### SET PROBLEM A
Decide whether each statement agrees with the text on the song "Mi Religión": (i) the music video premiered on the same day the single was released; (ii) Haze produced the song; (iii) the song reached number 27 in Spain. Answer yes or no for each, quoting the deciding words from the text.
### SET PROBLEM B
Extend the text on the song "Mi Religión" with a few more sentences, picking up after its final sentence.

### GIVEN TEXT
"Mi Religión" (My Religion) is a single by Puerto Rican singer and songwriter Yandel from his fourth studio album Update. It was released on May 5, 2017 under Sony Music Latin as the record's lead single. A music video premiered on May 26, 2017. The song was written by Yandel, Egbert "Haze" Rosa and Jesús Nieves, and was produced by Haze.

Composition
"Mi Religión" is a reggaeton song composed in common time ( time). It was written by Yandel, Egbert "Haze" Rosa Cintrón and Jesús Nieves Cortés. Haze and Willy Colón, producer and guitarist in Yandel's 2015 single "Encantadora", respectively, maintain their roles for "Mi Religión". According to Yandel, the song "goes back to the roots of reggaeton".

Chart performance
In the United States, "Mi Religión"  peaked at number 25 on the US Hot Latin Songs chart on July 15, 2017. Internationally, it reached number 47 on Billboards Mexico Español Airplay chart, number 27 in Venezuela, and number 93 in Spain.

### INFORMATION SHOWN

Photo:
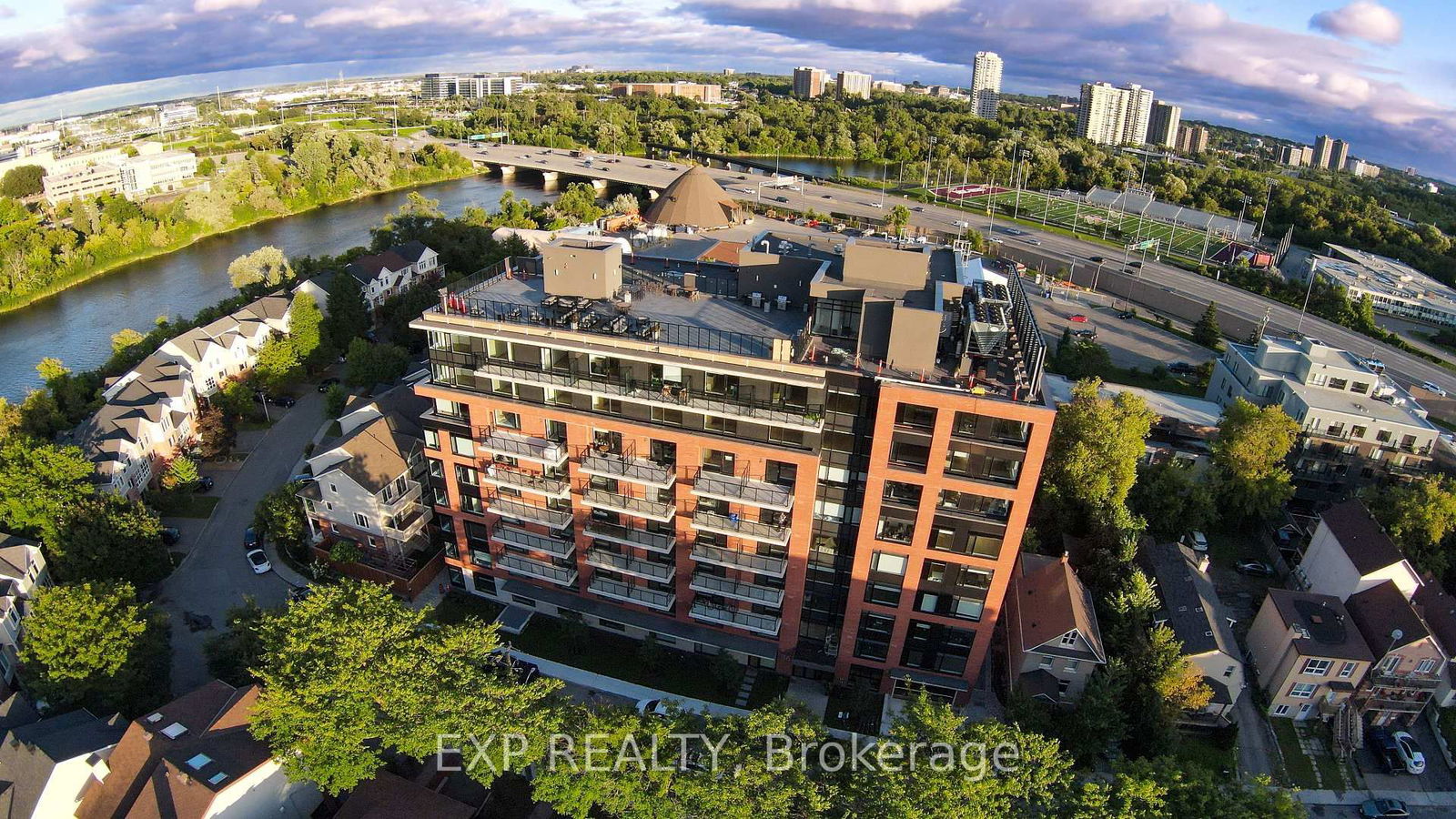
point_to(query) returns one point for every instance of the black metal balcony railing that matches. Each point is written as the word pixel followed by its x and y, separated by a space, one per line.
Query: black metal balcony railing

### EXPECTED OUTPUT A
(i) No: "It was released on May 5, 2017" and "A music video premiered on May 26, 2017."
(ii) Yes: "was produced by Haze."
(iii) No: "number 27 in Venezuela, and number 93 in Spain."

### EXPECTED OUTPUT B
Music video
The music video premiered on May 26, 2017 on Yandel's Vevo channel. The clip was directed by Puerto Rican director and designer Carlos Pérez and was filmed at the Coyote Dry Lake Bed in Barstow, California, USA. Yandel and Carlos Pérez previously worked on music videos for "Te Deseo" (2013, with Wisin), "Hasta Abajo" (2013), "Moviendo Caderas" (2014, with Daddy Yankee), and "Encantadora" (2015). The music video features Miss Universe Puerto Rico 2010 Mariana Vicente while Yandel is shown performing the song standing on the ground and while driving a luxurious car through the Mojave Desert.

Credits and personnel
Credits adapted from Tidal.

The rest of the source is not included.